Помощи приходило мало. Но вспыхивавшие надежды настолько не были подстрижены по изменившимся обстоятельствам, что Зинаида Гиппиус спрашивает за чтением его предсмертных слов, записанных младшей дочерью Надеждой (тогда восемнадцатилетней, она умерла в 1956), — что это?
Розанов в расцвете сил?.. Нет, просто он в том расцвете, в каком был всегда, единственный, неоценимый, неизменяемый. Одно разве: его… мыслеощущения… дошли до колющей тонкости, силы и яркости.
Это про умирающего старика в инсульте, который не может взять пера в руки и едва шевелит языком.»
«чтобы был такой умирающий Розанов, требовалась давняя привычка к захваченности, к отданности чему-то затягивающему дальше жизни, дальше духа. И тела нет, и мозга нет, а голос тот же вольный. Потому что захваченность далеким была еще чуть не раньше Розанова существом Розанова, к ней он только и делал что возвращался.»
«Человек, отданный невидимо чему, сомнамбула. В жизни он целей не ставит, потому что встал в недоумении перед целым миром.»
«Неужели не только судьба, но и Бог мне говорит: Выйди, выйди, тебе и тут места нет?Где же место? Неужели я без места в мире? Между тем, несмотря на слабости и дурное, я чувствую — никакого каинства во мне, никакого демонства, я — самый обыкновенный человек, простой человек, я чувствую — что хороший человек. Умереть без места, жить без места, нет, главное — всё это без малейшего желания борьбы.
Но от печали этого, последнего расставания вдруг и Флоренский, снова «святой Паскаль», и Церковь вспыхивают для Розанова золотым светом, как в предсмертных записках. «Как не целовать руку у Церкви, если она и безграмотному дала способ молитвы: зажгла лампаду старуха темная, старая и сказала: Господи помилуй… Легче стало на душе одинокой, старой. Кто это придумает? Пифагор не откроет, Ньютон не вычислит. Церковь сделала. Поняла. Сумела».
Старуха старая, темная, одинокая тот же сам Розанов и есть.
С удивлением перед чудом мира, с дрожью за него и расставаясь с ним Розанов пробыл всю жизнь. Как в песне «Кроткая» из «Апокалипсиса нашего времени».

* Задание 1 *
В каком году, согласно фрагменту текста, умерла младшая дочь Надежда?
Фрагмент текста и записи взяты из разных источников.

* Материал к заданию *
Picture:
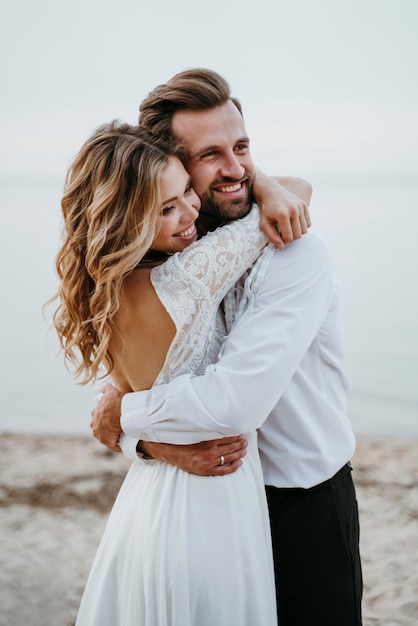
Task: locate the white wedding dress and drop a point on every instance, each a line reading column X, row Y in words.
column 181, row 549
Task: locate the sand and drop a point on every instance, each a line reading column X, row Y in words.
column 55, row 493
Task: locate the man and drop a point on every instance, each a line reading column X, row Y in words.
column 280, row 371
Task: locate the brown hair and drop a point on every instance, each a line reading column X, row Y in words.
column 192, row 89
column 111, row 205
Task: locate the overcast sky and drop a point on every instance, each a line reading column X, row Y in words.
column 329, row 87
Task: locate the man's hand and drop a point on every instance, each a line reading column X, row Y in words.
column 105, row 422
column 217, row 457
column 283, row 202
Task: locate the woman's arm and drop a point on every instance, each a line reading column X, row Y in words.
column 283, row 202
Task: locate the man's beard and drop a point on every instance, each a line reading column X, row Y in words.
column 227, row 210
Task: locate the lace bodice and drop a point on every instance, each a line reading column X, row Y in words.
column 191, row 286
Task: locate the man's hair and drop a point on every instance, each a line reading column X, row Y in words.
column 197, row 89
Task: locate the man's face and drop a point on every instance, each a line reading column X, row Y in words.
column 217, row 158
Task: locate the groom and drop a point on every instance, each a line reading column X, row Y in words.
column 280, row 372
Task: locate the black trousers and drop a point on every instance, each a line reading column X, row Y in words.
column 316, row 553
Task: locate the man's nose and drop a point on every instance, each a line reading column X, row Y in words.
column 232, row 168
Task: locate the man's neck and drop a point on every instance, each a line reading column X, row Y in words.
column 207, row 222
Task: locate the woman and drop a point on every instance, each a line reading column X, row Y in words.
column 140, row 296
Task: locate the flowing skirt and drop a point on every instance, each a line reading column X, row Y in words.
column 184, row 550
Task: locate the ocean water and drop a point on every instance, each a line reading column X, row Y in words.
column 371, row 228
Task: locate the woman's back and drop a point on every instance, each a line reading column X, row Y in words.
column 144, row 334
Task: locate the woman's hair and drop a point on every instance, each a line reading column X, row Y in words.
column 111, row 205
column 196, row 89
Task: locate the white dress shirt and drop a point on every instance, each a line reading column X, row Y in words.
column 280, row 371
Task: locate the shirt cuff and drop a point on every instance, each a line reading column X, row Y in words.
column 134, row 420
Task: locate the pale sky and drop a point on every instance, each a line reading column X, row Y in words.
column 329, row 87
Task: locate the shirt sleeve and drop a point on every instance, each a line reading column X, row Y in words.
column 259, row 357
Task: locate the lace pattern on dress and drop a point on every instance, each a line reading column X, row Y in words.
column 191, row 286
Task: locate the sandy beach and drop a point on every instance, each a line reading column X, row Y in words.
column 56, row 491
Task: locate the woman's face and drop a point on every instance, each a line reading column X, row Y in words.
column 179, row 210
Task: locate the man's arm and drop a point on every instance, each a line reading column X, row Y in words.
column 209, row 458
column 259, row 357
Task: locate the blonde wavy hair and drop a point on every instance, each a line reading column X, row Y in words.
column 111, row 205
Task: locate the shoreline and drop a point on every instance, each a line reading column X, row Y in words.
column 56, row 491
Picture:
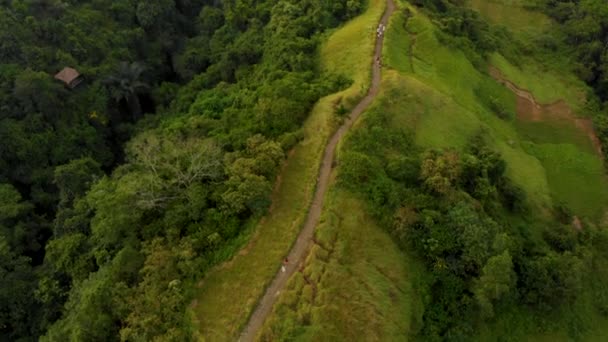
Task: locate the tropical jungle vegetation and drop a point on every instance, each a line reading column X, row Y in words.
column 449, row 218
column 118, row 194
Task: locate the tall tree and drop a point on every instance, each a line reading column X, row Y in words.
column 126, row 84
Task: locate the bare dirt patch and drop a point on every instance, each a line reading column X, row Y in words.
column 528, row 109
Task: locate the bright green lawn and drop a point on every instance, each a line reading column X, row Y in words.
column 511, row 13
column 229, row 293
column 440, row 97
column 356, row 286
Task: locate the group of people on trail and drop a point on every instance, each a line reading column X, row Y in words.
column 380, row 30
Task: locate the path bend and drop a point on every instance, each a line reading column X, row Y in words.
column 304, row 241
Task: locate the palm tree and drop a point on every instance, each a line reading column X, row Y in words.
column 126, row 85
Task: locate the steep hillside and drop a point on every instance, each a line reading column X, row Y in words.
column 479, row 159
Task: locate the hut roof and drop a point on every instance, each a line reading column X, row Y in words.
column 67, row 75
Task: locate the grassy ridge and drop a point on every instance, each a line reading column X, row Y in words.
column 229, row 293
column 445, row 103
column 434, row 92
column 356, row 285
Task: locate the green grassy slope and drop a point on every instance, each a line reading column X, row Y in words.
column 229, row 293
column 356, row 284
column 437, row 94
column 550, row 160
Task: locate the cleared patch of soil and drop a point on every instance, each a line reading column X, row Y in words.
column 528, row 109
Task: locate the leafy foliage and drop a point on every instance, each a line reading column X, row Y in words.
column 117, row 194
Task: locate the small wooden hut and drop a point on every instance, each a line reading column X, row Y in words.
column 70, row 77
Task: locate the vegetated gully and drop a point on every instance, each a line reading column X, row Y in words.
column 304, row 242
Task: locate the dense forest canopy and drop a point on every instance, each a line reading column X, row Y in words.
column 119, row 193
column 116, row 195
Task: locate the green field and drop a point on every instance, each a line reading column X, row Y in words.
column 437, row 94
column 442, row 101
column 356, row 285
column 228, row 294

* Задание 2 *
Преобразуйте записи от строки с «Task: locate the woman and» до строки с «column 184, row 550» включительно в таблицу Markdown со столбцами «№» и «Строка», пропустив пустые строки.

* Решение 1 *
В 1956 году.

* Решение 2 *
| № | Строка |
|---|---|
| 1 | Task: locate the woman and drop a point on every instance, each a line reading column X, row Y in words. |
| 2 | column 140, row 296 |
| 3 | Task: locate the flowing skirt and drop a point on every instance, each a line reading column X, row Y in words. |
| 4 | column 184, row 550 |